- What the task asks
In the records below, please retype word for word every line from the one containing "815, row 85." through the final one, both included, and nothing else.

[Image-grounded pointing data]
════════════════════
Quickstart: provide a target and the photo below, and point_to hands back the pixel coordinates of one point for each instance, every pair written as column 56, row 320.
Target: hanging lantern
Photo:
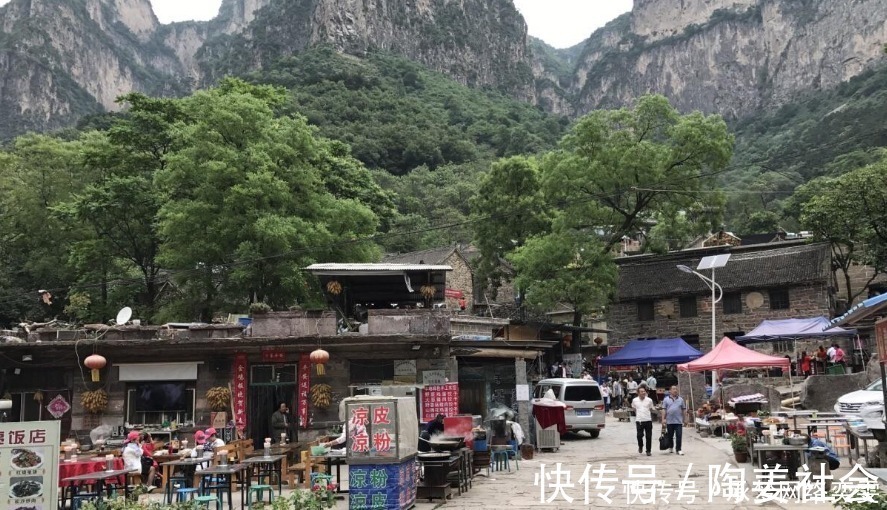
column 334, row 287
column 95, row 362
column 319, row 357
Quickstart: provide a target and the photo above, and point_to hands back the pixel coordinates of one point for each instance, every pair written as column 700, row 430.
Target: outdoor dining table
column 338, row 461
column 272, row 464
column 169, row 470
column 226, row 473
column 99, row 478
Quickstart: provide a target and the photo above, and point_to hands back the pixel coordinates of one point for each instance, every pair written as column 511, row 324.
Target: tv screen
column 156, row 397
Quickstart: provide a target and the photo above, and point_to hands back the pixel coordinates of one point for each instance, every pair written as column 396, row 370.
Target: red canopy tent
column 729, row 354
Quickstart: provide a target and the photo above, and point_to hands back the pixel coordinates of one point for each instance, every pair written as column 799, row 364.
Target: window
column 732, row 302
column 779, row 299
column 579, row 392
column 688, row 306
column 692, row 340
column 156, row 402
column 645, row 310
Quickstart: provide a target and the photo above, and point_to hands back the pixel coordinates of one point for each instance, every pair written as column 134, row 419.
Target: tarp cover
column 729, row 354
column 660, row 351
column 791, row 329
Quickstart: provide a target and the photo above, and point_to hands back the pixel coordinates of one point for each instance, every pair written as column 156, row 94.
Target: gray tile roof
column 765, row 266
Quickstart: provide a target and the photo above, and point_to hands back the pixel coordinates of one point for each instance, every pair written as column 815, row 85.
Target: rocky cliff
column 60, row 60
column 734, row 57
════════════════════
- Answer
Quickstart: provide a target and the photo above, and point_to hands back the pixel coordinates of one point for each instance, every pair written as column 815, row 85.
Target: rocky cliff
column 60, row 60
column 734, row 57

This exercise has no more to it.